EXTRACTED TEXT:
-*-*-

In order to allow traffic to traverse between the clustered devices, at least one fabric interface per node must be configured (up to two per node is allowed). In our case we will configure this up on port 5 so that it is adjacent to the other special purpose ports. There are two "fab" virtual interfaces on the cluster, fab0 associated to node 0 and fab1 associated with fab1:

{primary:node0}[edit]
root# set interfaces fab0 fabric-options member-interfaces fe-0/0/5
{primary:node0}[edit]
root# set interfaces fab1 fabric-options member-interfaces fe-1/0/5


Note that ports on node 0 are denoted by fe-0/x/x while ports on node 1 are denoted by fe-1/x/x. If you want a dual fabric (either for resilience or to cope with a lot of inter-chassis traffic in the event of a failover) then just add the second interface on each side in exactly the same way.

-*-*-

TO BE DONE: Copy from the passage on cluster fabric interfaces, starting at the words that contain "In order to" and stopping after "the same way.".

EXTRACTED ENTRIES:
-*-*-

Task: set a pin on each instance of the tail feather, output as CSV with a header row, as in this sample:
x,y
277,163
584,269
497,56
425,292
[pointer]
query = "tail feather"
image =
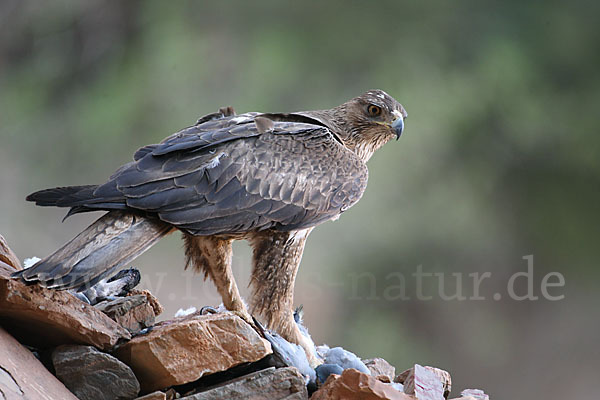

-*-*-

SOLUTION FOR THIS EXERCISE:
In order to allow traffic to traverse between the clustered devices, at least one fabric interface per node must be configured (up to two per node is allowed). In our case we will configure this up on port 5 so that it is adjacent to the other special purpose ports. There are two "fab" virtual interfaces on the cluster, fab0 associated to node 0 and fab1 associated with fab1:

{primary:node0}[edit]
root# set interfaces fab0 fabric-options member-interfaces fe-0/0/5
{primary:node0}[edit]
root# set interfaces fab1 fabric-options member-interfaces fe-1/0/5


Note that ports on node 0 are denoted by fe-0/x/x while ports on node 1 are denoted by fe-1/x/x. If you want a dual fabric (either for resilience or to cope with a lot of inter-chassis traffic in the event of a failover) then just add the second interface on each side in exactly the same way.